PROBLEM
Word for word, set down every line of the entries below from the line with "pixel 247 43" to the line with "pixel 237 12", including both, and no other line.

___ ENTRIES SHOWN ___

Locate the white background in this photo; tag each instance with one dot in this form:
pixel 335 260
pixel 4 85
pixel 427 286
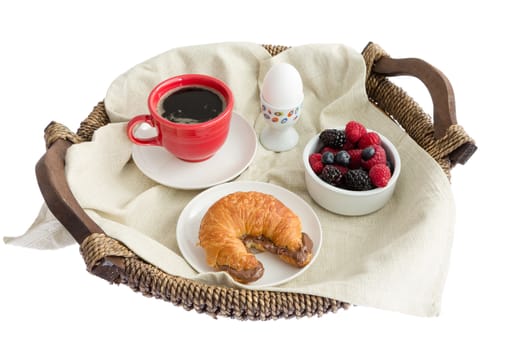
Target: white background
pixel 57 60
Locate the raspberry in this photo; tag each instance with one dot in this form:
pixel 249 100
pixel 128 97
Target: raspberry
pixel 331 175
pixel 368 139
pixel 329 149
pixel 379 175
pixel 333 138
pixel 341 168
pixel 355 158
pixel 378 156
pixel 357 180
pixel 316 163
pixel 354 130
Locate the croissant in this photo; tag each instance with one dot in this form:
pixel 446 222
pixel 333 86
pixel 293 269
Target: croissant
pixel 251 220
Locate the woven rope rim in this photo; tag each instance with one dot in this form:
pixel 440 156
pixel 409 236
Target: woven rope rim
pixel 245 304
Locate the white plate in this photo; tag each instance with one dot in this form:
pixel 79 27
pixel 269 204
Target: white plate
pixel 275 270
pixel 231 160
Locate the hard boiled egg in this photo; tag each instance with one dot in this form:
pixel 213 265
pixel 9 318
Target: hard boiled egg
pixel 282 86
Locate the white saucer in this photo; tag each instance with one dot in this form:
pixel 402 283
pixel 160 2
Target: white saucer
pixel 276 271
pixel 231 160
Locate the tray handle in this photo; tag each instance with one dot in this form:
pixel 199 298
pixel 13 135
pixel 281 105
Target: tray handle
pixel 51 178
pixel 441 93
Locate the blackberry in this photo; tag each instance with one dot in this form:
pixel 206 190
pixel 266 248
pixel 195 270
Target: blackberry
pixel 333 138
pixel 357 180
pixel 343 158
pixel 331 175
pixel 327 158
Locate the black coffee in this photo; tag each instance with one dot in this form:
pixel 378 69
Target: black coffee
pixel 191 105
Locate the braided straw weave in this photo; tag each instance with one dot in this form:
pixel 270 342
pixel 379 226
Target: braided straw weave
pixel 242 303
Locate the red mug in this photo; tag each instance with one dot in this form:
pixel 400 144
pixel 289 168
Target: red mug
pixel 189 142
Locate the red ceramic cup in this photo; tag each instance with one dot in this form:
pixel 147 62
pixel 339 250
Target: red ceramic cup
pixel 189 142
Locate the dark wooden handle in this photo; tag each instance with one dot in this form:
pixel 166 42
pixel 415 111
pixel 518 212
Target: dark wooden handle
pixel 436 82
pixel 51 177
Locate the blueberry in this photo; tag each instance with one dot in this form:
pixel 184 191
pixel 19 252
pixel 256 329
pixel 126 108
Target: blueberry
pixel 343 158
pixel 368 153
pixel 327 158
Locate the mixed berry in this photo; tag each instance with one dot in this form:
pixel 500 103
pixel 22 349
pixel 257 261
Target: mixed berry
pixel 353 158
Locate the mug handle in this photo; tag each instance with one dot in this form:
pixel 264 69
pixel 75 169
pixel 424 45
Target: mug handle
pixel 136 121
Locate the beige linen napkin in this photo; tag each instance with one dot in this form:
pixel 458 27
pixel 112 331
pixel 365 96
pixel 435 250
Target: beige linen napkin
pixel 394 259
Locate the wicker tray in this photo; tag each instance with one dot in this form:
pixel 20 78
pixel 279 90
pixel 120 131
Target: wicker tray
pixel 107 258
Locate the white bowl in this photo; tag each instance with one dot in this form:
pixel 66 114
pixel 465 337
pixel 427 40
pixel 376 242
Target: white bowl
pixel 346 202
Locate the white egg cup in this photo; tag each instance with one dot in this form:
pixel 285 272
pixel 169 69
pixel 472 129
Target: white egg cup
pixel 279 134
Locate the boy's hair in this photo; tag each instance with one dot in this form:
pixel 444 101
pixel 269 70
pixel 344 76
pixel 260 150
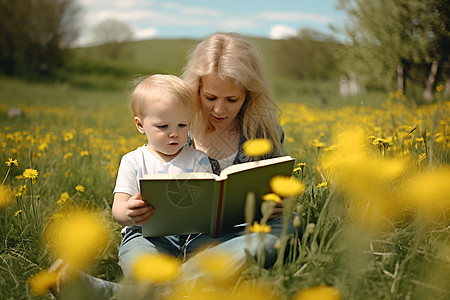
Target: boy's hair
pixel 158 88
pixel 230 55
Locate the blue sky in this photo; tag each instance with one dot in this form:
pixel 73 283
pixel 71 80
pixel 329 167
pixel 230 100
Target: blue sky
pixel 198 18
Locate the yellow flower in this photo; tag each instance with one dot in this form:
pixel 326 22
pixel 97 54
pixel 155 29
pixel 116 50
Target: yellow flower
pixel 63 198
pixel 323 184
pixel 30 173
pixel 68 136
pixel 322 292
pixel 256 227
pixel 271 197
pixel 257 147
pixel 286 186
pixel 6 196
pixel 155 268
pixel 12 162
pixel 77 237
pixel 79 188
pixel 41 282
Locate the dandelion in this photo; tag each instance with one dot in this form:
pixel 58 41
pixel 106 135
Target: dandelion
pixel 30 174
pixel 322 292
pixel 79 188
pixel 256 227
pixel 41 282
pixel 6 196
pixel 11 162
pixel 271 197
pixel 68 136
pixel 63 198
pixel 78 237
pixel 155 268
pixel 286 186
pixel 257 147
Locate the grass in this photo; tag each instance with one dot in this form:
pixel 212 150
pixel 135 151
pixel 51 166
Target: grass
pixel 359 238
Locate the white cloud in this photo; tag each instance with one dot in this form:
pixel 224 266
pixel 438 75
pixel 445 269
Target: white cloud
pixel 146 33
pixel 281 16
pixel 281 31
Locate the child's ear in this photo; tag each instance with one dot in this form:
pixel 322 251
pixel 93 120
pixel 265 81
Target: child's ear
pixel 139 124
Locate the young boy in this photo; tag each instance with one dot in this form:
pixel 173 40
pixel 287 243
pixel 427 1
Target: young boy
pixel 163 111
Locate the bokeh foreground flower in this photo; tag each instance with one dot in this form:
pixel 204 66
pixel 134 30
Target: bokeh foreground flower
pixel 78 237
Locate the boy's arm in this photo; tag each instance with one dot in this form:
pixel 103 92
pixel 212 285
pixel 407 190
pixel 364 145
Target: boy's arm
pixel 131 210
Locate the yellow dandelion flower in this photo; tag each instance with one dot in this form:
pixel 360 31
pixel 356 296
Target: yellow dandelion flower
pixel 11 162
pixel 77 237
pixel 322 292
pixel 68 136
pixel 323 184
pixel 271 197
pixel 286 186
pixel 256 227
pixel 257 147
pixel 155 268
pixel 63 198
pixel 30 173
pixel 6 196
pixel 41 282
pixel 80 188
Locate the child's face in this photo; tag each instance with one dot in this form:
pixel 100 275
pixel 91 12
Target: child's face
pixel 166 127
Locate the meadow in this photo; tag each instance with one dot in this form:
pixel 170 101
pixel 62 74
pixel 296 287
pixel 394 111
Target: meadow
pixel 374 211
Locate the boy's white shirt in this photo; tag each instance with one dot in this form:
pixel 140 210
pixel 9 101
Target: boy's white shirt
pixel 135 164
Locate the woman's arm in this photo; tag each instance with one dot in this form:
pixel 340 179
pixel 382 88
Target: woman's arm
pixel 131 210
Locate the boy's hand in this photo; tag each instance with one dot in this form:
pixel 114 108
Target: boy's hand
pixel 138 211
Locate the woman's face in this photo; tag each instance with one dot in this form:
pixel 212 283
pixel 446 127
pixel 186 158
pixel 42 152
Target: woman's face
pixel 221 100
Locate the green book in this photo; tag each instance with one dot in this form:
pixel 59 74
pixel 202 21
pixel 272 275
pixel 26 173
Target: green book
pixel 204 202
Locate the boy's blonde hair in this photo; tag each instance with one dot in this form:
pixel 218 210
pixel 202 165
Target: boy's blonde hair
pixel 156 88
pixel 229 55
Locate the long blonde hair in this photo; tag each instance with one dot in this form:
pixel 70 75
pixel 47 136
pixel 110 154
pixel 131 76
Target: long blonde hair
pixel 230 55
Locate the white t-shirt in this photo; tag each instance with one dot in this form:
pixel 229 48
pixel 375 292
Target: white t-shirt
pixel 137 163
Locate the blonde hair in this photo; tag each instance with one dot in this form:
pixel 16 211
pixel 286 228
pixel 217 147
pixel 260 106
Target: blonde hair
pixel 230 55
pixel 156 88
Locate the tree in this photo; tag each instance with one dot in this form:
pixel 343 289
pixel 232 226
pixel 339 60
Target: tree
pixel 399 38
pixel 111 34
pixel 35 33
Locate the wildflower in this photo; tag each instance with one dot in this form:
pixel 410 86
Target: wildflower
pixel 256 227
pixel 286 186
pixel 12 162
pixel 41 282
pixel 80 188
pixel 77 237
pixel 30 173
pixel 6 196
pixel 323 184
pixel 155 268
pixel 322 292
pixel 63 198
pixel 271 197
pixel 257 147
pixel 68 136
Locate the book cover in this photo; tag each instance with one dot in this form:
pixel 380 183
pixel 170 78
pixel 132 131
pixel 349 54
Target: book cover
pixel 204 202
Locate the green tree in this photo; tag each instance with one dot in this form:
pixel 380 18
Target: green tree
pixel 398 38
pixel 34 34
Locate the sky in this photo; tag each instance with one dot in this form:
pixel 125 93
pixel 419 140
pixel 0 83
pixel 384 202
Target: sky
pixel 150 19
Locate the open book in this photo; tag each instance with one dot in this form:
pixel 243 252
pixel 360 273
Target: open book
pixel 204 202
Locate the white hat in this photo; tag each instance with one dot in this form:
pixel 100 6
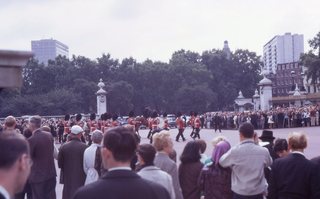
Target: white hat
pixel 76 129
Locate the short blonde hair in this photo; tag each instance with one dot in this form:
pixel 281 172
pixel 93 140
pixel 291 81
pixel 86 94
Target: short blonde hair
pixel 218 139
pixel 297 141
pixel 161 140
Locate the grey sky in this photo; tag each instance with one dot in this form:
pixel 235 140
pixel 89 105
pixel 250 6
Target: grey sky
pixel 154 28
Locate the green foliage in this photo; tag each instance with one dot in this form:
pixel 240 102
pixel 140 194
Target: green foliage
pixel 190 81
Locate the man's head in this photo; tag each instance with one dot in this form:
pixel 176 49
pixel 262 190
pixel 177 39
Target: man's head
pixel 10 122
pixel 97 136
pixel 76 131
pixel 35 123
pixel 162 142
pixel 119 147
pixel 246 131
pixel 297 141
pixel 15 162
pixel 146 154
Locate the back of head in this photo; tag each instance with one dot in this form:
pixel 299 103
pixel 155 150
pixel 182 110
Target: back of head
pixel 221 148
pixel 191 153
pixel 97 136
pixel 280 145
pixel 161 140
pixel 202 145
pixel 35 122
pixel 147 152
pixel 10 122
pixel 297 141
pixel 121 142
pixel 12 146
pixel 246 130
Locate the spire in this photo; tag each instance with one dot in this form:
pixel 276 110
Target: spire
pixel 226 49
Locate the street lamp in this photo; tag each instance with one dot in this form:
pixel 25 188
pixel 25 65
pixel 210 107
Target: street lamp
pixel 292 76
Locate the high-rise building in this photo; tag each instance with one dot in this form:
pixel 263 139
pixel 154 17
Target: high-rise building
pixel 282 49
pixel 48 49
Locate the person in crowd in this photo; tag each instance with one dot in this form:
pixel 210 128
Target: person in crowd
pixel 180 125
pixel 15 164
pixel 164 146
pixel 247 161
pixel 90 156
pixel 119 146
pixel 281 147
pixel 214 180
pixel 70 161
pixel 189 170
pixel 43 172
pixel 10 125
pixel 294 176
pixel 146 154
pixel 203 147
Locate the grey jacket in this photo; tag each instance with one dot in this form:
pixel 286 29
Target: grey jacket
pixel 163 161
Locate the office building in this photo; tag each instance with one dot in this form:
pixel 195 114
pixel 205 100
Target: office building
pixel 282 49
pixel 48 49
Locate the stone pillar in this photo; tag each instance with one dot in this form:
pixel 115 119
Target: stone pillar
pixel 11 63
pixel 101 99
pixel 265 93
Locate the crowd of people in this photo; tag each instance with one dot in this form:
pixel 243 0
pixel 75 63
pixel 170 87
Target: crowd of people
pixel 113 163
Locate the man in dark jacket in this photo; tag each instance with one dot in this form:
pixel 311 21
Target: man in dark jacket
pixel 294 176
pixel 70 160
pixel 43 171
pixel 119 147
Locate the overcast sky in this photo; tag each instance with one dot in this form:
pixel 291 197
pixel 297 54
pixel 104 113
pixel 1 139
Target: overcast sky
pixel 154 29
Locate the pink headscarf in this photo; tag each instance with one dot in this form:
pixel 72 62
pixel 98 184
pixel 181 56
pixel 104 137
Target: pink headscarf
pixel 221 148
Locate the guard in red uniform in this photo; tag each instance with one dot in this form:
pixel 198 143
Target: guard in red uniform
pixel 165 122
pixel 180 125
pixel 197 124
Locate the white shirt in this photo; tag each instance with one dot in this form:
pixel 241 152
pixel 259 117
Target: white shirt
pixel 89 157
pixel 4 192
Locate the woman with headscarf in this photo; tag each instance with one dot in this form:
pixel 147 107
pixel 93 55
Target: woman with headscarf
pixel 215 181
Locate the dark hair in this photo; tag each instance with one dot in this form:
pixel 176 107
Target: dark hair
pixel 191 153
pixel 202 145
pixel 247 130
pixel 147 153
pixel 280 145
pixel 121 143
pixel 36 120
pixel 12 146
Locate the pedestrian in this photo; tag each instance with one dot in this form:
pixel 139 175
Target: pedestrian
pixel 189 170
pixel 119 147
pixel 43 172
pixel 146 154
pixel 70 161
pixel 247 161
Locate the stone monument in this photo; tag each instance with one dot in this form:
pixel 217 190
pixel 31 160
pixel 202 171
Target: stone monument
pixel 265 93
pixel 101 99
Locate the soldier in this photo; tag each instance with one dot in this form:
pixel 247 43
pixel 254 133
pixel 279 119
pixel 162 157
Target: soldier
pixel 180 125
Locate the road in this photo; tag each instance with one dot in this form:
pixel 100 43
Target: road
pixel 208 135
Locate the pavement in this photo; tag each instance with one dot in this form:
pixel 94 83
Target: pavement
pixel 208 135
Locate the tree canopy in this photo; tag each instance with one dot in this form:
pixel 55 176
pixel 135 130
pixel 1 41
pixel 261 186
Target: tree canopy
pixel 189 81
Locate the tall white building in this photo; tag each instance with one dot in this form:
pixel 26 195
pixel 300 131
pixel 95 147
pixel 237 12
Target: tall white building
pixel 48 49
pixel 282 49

___

OUTPUT OF THE EXERCISE
pixel 247 43
pixel 254 133
pixel 279 119
pixel 162 157
Target: soldier
pixel 180 125
Locate the road in this photo; tag each instance with one dot in this form:
pixel 100 43
Target: road
pixel 208 135
Locate the pavement in this photo; tag each instance with one dot in this form:
pixel 94 83
Target: pavement
pixel 208 135
Locate the tree canopy in this photo; tag each instance with one dot in this form:
pixel 55 176
pixel 135 130
pixel 1 41
pixel 261 186
Target: tree canopy
pixel 189 81
Locate the tall white building in this photo; tag each instance with one dot in this form:
pixel 26 195
pixel 300 131
pixel 95 147
pixel 237 12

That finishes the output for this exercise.